Start of Given information

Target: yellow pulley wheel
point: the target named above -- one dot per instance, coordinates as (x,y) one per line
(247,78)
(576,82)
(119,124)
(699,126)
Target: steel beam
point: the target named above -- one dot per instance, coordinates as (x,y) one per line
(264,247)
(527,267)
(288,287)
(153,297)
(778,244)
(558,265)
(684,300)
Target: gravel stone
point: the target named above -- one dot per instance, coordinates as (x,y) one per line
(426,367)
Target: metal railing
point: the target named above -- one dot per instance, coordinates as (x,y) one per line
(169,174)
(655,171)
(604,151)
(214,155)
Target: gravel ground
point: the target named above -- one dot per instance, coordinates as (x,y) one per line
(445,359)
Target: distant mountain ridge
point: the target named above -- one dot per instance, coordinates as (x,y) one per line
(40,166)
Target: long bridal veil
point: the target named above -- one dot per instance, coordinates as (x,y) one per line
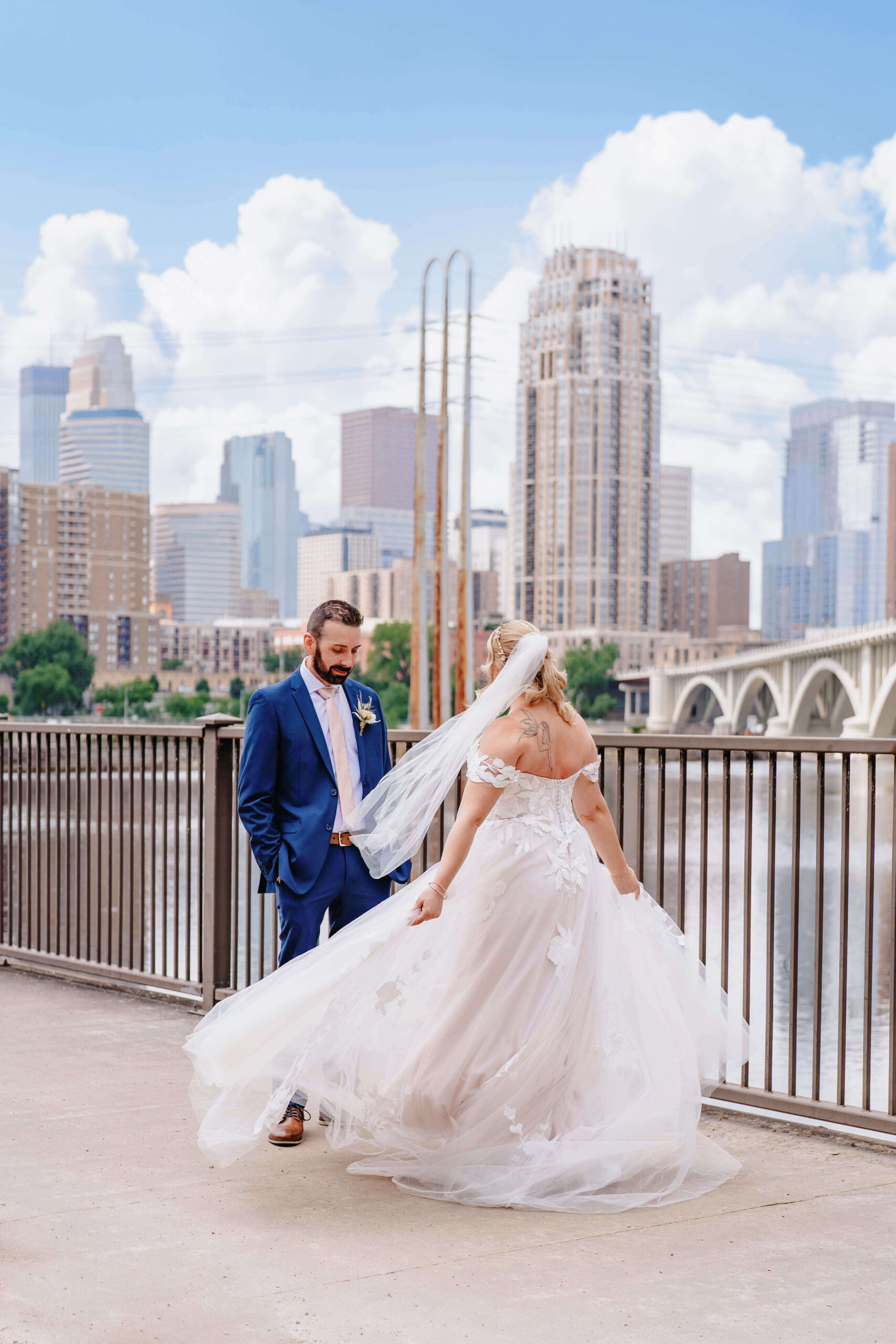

End of Given information
Start of Given information

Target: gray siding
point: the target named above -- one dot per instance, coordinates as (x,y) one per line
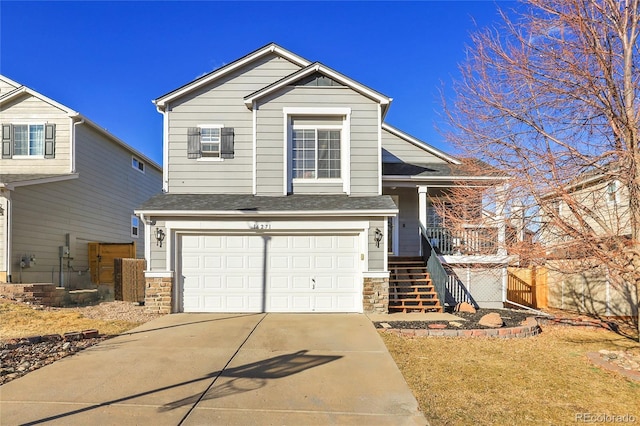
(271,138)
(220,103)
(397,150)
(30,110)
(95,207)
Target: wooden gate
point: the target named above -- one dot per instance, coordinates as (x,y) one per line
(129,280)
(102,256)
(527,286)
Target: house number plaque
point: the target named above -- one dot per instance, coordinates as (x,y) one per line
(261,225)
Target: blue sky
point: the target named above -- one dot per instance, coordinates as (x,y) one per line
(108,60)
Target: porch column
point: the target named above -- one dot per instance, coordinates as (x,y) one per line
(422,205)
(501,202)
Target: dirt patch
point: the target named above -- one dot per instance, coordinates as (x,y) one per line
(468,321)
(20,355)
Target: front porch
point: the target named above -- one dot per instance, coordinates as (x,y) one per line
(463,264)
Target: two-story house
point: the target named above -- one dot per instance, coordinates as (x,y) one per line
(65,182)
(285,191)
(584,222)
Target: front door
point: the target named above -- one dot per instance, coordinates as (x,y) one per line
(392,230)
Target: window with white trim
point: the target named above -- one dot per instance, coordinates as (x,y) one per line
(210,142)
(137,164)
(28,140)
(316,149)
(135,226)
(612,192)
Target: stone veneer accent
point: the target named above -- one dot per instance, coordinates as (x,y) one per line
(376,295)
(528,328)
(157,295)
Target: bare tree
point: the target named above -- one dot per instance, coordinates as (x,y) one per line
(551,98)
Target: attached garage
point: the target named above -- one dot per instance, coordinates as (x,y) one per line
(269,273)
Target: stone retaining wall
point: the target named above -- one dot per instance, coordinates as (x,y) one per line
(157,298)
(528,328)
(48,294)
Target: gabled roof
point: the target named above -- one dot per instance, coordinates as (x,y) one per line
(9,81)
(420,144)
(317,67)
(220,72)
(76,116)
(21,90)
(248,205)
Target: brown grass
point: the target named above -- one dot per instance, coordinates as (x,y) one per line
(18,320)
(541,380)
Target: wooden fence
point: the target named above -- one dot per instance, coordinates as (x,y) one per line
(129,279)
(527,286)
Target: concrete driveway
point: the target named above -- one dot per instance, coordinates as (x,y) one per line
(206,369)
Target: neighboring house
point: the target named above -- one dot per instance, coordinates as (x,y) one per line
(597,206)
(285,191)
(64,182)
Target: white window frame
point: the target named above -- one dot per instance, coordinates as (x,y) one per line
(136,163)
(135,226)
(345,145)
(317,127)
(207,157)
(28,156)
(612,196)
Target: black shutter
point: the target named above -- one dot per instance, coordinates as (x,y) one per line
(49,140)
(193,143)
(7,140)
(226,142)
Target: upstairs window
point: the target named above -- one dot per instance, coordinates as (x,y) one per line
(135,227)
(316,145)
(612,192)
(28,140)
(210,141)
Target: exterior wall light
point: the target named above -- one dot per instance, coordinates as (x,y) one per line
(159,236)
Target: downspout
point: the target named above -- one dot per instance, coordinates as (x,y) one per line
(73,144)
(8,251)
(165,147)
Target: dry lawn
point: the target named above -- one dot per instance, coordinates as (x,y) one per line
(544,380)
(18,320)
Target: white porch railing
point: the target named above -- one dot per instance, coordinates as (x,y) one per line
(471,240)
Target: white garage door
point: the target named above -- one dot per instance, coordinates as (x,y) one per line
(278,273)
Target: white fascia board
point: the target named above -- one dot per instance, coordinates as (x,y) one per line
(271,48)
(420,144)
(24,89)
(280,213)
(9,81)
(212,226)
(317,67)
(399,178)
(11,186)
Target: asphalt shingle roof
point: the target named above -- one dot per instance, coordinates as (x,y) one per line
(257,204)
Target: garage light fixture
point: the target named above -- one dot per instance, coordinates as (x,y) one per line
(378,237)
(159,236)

End of Given information
Start of Given information

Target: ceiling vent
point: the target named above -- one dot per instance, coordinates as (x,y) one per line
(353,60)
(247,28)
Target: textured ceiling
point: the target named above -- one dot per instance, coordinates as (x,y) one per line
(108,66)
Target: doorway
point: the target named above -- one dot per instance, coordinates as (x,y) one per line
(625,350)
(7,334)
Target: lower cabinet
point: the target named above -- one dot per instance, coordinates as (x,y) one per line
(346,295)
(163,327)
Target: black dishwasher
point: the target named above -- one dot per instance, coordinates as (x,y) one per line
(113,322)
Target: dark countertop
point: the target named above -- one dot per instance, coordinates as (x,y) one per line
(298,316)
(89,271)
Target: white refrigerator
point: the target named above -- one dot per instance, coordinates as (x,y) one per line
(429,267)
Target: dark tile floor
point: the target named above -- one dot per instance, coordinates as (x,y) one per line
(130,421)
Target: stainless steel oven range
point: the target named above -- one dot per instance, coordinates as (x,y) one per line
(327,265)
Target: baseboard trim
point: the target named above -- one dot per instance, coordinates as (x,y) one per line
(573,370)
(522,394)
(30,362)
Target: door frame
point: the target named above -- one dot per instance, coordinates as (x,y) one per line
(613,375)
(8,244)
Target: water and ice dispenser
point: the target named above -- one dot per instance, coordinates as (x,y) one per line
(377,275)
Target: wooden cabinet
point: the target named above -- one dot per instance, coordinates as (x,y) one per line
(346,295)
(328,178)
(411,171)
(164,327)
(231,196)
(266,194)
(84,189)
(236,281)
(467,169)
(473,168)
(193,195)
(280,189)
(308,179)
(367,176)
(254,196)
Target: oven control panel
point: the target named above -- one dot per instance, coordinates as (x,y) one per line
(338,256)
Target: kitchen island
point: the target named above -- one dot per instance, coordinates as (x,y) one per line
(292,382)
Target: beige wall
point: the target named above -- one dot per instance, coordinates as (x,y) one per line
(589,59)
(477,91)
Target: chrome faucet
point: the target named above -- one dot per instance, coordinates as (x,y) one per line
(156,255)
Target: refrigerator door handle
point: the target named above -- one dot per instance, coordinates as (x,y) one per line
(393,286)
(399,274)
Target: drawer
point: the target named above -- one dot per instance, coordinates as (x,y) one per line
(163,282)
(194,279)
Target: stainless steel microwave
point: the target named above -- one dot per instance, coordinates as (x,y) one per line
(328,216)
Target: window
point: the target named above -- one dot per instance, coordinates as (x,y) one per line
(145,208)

End of Given information

Exercise description:
From the data, pick out every line that includes "frame".

Your solution:
Target: white window frame
Target: door frame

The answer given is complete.